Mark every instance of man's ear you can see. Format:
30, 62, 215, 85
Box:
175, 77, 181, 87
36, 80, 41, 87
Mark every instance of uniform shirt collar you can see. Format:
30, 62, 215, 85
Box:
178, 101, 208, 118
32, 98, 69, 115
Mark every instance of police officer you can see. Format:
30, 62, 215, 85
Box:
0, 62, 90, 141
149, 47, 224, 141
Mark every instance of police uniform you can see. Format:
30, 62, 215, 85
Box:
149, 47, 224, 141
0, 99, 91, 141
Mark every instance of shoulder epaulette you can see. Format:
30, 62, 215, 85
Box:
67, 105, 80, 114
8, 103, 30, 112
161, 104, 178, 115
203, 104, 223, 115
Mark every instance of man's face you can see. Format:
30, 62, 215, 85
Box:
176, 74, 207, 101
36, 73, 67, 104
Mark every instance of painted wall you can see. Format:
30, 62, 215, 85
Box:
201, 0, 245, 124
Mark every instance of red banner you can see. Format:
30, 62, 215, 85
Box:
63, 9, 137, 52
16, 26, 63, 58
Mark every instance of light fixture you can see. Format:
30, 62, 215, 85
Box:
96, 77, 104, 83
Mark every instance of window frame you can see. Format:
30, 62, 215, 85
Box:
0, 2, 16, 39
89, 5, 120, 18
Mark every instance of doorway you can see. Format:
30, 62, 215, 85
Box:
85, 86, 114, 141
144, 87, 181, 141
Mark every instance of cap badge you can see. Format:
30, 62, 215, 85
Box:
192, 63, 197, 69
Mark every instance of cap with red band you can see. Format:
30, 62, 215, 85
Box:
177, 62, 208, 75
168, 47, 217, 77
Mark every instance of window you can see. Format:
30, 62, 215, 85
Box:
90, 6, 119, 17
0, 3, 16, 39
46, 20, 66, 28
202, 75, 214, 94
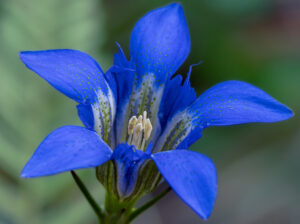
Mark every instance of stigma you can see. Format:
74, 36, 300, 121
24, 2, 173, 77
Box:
127, 111, 152, 151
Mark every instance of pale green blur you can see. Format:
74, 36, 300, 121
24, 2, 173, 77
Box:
0, 0, 300, 224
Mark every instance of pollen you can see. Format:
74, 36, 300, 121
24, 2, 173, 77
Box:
127, 111, 152, 151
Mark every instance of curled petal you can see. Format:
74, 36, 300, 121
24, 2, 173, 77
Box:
152, 150, 217, 219
21, 126, 112, 178
155, 81, 293, 151
130, 3, 191, 84
20, 49, 109, 103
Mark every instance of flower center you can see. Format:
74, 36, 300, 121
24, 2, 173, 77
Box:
127, 111, 152, 151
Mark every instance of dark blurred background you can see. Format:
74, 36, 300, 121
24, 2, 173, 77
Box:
0, 0, 300, 224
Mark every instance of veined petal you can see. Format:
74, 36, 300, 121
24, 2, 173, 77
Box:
20, 49, 116, 147
20, 49, 109, 103
118, 3, 190, 146
159, 72, 197, 130
151, 150, 217, 219
155, 81, 293, 151
130, 3, 190, 85
112, 44, 135, 144
21, 126, 112, 178
111, 143, 149, 198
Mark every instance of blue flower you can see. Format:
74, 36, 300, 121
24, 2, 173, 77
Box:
20, 3, 293, 219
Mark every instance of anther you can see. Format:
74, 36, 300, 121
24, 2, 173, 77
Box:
144, 118, 152, 140
127, 116, 137, 144
127, 111, 152, 150
128, 116, 138, 135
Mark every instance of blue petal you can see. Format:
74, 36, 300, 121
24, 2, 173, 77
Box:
111, 143, 149, 198
112, 44, 135, 144
21, 126, 112, 178
159, 75, 197, 127
130, 3, 191, 84
20, 50, 108, 103
155, 81, 293, 152
152, 150, 217, 219
76, 103, 94, 130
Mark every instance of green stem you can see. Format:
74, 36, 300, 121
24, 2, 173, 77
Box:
129, 187, 172, 221
71, 170, 104, 223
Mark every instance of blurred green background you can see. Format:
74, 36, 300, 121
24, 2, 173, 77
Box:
0, 0, 300, 224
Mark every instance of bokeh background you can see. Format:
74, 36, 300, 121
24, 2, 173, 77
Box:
0, 0, 300, 224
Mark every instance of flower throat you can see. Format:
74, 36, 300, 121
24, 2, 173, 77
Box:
127, 111, 152, 151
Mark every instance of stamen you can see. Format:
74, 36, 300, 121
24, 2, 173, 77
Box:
127, 116, 138, 144
127, 111, 152, 150
141, 118, 152, 151
133, 123, 143, 148
144, 118, 152, 140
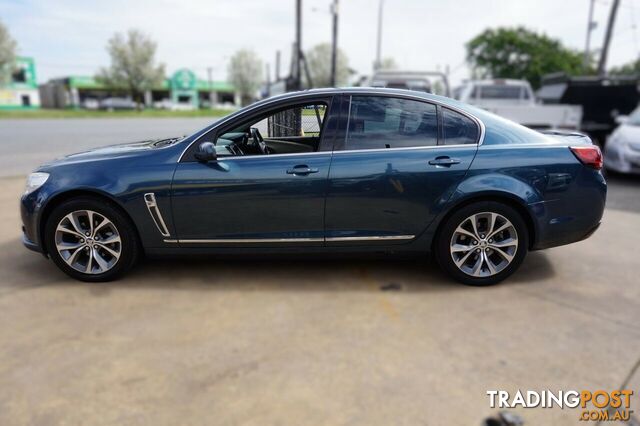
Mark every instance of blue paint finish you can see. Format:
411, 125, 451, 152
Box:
21, 89, 606, 260
325, 146, 477, 245
173, 152, 331, 245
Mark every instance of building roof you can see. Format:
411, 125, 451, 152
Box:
64, 75, 234, 92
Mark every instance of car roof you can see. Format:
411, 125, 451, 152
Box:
252, 87, 455, 106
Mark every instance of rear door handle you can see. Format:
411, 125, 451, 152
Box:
287, 164, 319, 176
429, 156, 461, 167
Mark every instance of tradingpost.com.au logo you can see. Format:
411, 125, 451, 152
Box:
487, 389, 633, 421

» **INSTRUCTION**
Please write out all of the lines above exactly, leaving out the pictures.

» **TASK ANSWER**
Mark every instance of man's ear you can see. Format:
30, 62, 215, 85
Box:
175, 77, 181, 87
36, 80, 41, 87
Mark every instance of uniform shirt collar you can see. Format:
30, 62, 215, 85
Box:
178, 101, 208, 118
32, 98, 69, 115
Mark every instance of police officer you can see. Format:
30, 62, 215, 85
Box:
0, 62, 90, 141
149, 47, 224, 141
Mark every instance of police uniform you can see. Format:
30, 62, 215, 85
Box:
149, 47, 224, 141
0, 99, 91, 141
Mark every instance of shoulder epaulette you can see. Format:
30, 62, 215, 85
Box:
67, 105, 80, 114
8, 103, 30, 112
161, 104, 178, 115
203, 104, 223, 115
Mark every instance of man's face you can see. Format:
30, 62, 215, 85
Box:
176, 74, 207, 101
36, 73, 67, 104
Mark every instance of painted wall you can see. Format:
30, 62, 215, 85
Box:
201, 0, 245, 124
Mark every instance of red banner you can see. Format:
30, 62, 215, 85
Box:
63, 9, 137, 52
16, 26, 63, 58
Mark every instance of light fixture you can see. Format:
30, 62, 215, 85
Box:
96, 77, 104, 83
Mark every instance of window frame you can see. Format:
30, 62, 215, 85
Box:
0, 2, 16, 39
89, 5, 120, 18
Mark every instance of doorway you can see. Format:
30, 62, 215, 85
Box:
85, 86, 114, 141
144, 87, 181, 141
Mark every instance of cap badge you can see. Format:
30, 62, 215, 85
Box:
192, 63, 197, 69
Mark every instance of cap with red band you can see. Format:
30, 62, 215, 85
Box:
177, 62, 208, 75
168, 47, 217, 77
Mark every instance of window you can see. Format:
30, 62, 215, 85
Box:
90, 6, 119, 17
0, 3, 16, 39
46, 20, 66, 28
202, 75, 214, 94
Mark every instance of stigma you can see. Format:
74, 36, 300, 121
24, 2, 173, 77
Box:
127, 111, 152, 151
Mark every instance of pale green blur you can see. Format:
74, 36, 300, 121
24, 2, 173, 77
Box:
0, 0, 300, 224
Mark every instance of pollen you can see. Format:
74, 36, 300, 121
24, 2, 173, 77
Box:
127, 111, 152, 151
Mark every instance of curled petal you can see. Format:
74, 36, 300, 121
24, 2, 173, 77
Box:
152, 150, 217, 219
21, 126, 112, 178
155, 81, 293, 151
130, 3, 191, 84
20, 49, 109, 103
Mark every instance of flower center you can see. Format:
74, 36, 300, 121
24, 2, 173, 77
Box:
127, 111, 152, 151
Mark every instance of dark blurred background you can see. Format:
74, 36, 300, 121
24, 2, 173, 77
Box:
0, 0, 300, 224
Mark every instance of veined petal you can see. Format:
74, 36, 300, 121
24, 2, 173, 77
Box:
20, 49, 116, 147
20, 49, 109, 103
118, 3, 190, 146
159, 72, 197, 130
151, 150, 217, 219
155, 81, 293, 151
130, 3, 190, 85
112, 44, 135, 144
21, 126, 112, 178
111, 143, 149, 198
Mark every instance of blue flower you can see. Format:
74, 36, 300, 121
24, 2, 173, 77
Box:
20, 3, 293, 219
Mark every instance of anther you can see. Format:
74, 36, 300, 121
24, 2, 173, 77
Box:
144, 118, 152, 140
127, 116, 137, 144
127, 111, 152, 150
128, 116, 138, 135
Mark every instance of blue petal you can see. Format:
74, 36, 300, 121
24, 2, 173, 77
Box:
111, 143, 149, 198
112, 44, 135, 144
21, 126, 112, 178
159, 75, 197, 127
130, 3, 191, 84
20, 50, 108, 103
155, 81, 293, 152
152, 150, 217, 219
76, 103, 94, 130
Mark every instance of green stem you can see. Format:
74, 36, 300, 121
24, 2, 173, 77
Box:
129, 187, 172, 221
71, 170, 104, 223
Mark every instance of blurred green background you can see. Format:
74, 36, 300, 121
24, 2, 173, 77
Box:
0, 0, 300, 224
Mark every instance of bokeh background you can see. Format:
74, 36, 300, 121
24, 2, 173, 77
Box:
0, 0, 300, 224
Mark every instance of flower throat you can see. Format:
74, 36, 300, 121
24, 2, 173, 77
Box:
127, 111, 152, 151
Mark every instance of stamen you can see. Format:
74, 36, 300, 121
24, 2, 173, 77
Box:
127, 116, 138, 144
127, 111, 152, 150
141, 118, 152, 151
133, 123, 143, 148
144, 118, 152, 140
Mark every instance of blue paint finish you can see. Format:
411, 125, 451, 152
Box:
21, 89, 606, 260
325, 146, 477, 245
173, 152, 331, 245
Mark every instance of building roof you can see. Format:
411, 125, 451, 152
Box:
64, 75, 234, 92
Mark every instance of car roof you can see. Format:
411, 125, 451, 152
Box:
252, 87, 455, 106
Mark every instance of rear door handle you can see. Format:
411, 125, 451, 152
Box:
287, 164, 319, 176
429, 156, 461, 167
Mark every instance of tradingpost.com.au logo you can see. Format:
411, 125, 451, 152
Box:
487, 389, 633, 421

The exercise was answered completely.